§ Task goal:
Reproduce word for word everything in the aspect ratio text from "The major benefit" down to "synchronize the footage.".

§ Supplied text:
--------------------------------
The aspect ratio defines the horizontal and vertical dimensions of your canvas. 16:9 is the most common aspect ratio. When you watch your recording on a screen, it fits the screen neatly. 32:9 is double wide horizontally. That equals to two 16:9 screens, side by side.
It is clear that 16:9 aspect ratio makes most sense, if you wish to use the recordings later on a typical 16:9 screen. However, you then have to include any other sources, such as video camera footage and heart rate footage, on top of it, for example in one of the corners.
The major benefit of this is that this way the footage is synchronized, whereas saving the screen capture and the room video feed as separate video files requires additional work to subsequently synchronize the footage.
There are some workarounds that allow synchronizing the footage, while saving it to separate files. However, if you want to watch the footage, you must run two separate files simultaneously, side by side. You could also combine the footage later on, but this simply takes additional time, which you probably would rather spend on research.
--------------------------------
§ Data entries:

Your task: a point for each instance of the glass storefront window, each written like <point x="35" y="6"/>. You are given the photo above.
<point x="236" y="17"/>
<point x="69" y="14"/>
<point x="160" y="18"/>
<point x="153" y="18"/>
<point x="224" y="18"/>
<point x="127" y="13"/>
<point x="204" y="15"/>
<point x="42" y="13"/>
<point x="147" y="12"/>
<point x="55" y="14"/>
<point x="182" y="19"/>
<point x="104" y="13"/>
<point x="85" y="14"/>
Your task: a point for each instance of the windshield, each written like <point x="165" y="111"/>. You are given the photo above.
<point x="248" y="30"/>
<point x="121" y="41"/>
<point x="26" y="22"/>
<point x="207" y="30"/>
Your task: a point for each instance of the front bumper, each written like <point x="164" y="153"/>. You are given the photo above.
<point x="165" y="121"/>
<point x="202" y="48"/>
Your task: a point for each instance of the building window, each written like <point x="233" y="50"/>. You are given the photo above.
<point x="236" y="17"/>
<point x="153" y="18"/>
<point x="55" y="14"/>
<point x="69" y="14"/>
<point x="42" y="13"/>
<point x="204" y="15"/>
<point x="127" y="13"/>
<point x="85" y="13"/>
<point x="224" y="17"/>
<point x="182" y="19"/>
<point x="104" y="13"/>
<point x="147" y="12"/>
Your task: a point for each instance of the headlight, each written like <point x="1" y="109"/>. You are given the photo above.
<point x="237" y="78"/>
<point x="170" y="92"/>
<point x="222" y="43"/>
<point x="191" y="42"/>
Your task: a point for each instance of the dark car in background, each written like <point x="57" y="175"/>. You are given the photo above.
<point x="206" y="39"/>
--------------------------------
§ Completed task:
The major benefit of this is that this way the footage is synchronized, whereas saving the screen capture and the room video feed as separate video files requires additional work to subsequently synchronize the footage.